- Given exercise
Reproduce exactly, with no other output, every line of the data below from the line containing "Place a marker on every instance of the window, each" to the end, inclusive.

- Supplied information
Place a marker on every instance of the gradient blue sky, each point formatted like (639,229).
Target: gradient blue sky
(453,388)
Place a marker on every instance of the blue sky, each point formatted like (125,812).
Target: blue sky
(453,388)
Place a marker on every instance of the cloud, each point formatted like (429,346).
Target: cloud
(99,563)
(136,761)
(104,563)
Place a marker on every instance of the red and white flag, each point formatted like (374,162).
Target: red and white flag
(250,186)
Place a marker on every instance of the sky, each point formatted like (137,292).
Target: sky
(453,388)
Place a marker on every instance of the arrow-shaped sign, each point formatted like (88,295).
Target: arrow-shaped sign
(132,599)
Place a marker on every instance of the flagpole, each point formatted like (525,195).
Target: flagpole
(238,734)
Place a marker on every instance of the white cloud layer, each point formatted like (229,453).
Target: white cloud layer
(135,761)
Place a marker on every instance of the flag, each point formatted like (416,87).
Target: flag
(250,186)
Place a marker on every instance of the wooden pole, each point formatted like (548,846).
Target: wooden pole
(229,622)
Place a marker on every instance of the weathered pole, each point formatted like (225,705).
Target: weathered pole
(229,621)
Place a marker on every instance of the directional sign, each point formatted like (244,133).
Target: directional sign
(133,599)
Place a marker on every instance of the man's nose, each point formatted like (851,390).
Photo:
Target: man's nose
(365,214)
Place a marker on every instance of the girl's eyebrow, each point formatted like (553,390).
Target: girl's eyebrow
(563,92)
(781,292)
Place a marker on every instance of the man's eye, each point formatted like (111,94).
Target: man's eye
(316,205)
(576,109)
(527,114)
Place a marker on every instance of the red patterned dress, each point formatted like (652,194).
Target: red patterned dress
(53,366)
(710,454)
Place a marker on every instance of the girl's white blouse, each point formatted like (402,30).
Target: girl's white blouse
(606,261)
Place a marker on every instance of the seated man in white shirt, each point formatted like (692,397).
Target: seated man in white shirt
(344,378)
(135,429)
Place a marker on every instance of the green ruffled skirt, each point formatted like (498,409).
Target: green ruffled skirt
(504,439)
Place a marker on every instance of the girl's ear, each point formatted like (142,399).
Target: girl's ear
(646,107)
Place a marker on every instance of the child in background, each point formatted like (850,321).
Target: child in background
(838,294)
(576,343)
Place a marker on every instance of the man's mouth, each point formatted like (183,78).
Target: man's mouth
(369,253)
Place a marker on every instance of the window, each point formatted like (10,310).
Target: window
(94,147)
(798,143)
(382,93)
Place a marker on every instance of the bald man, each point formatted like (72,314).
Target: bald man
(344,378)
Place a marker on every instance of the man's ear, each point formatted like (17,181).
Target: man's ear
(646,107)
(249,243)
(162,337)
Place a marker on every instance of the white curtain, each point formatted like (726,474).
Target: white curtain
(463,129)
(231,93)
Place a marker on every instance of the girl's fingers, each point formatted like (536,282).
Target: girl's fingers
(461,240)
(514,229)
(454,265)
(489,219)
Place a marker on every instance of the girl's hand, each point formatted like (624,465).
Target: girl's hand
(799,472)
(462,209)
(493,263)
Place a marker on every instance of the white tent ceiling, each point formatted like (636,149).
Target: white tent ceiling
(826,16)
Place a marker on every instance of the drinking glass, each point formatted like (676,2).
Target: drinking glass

- Reply to the task
Place a marker on every instance of the window, each point formatted like (10,310).
Target: window
(94,147)
(798,143)
(382,93)
Place a marker on every instance of the bald man, each point formatted like (72,314).
Target: bald man
(344,378)
Place a marker on every instance of the man's ear, each point formatted like (17,181).
Target: man's ear
(646,107)
(249,243)
(162,337)
Place a marker on every instance of the white curtain, each point formatted like (726,474).
Target: white curtain
(463,129)
(231,93)
Place a marker on every instance of the girl's fingers, each point formatted like (536,282).
Target: girl's fingers
(461,240)
(514,229)
(454,265)
(489,219)
Place a marker on every instance of the girl's hand, each point formatted like (624,465).
Target: girl's hand
(799,472)
(462,209)
(493,263)
Place a marker on every instance of the white tent ceiling, each point formatted like (636,149).
Target: white tent ceiling
(826,16)
Place a marker on every instance of the drinking glass, each point formatted like (676,2).
Target: drinking glass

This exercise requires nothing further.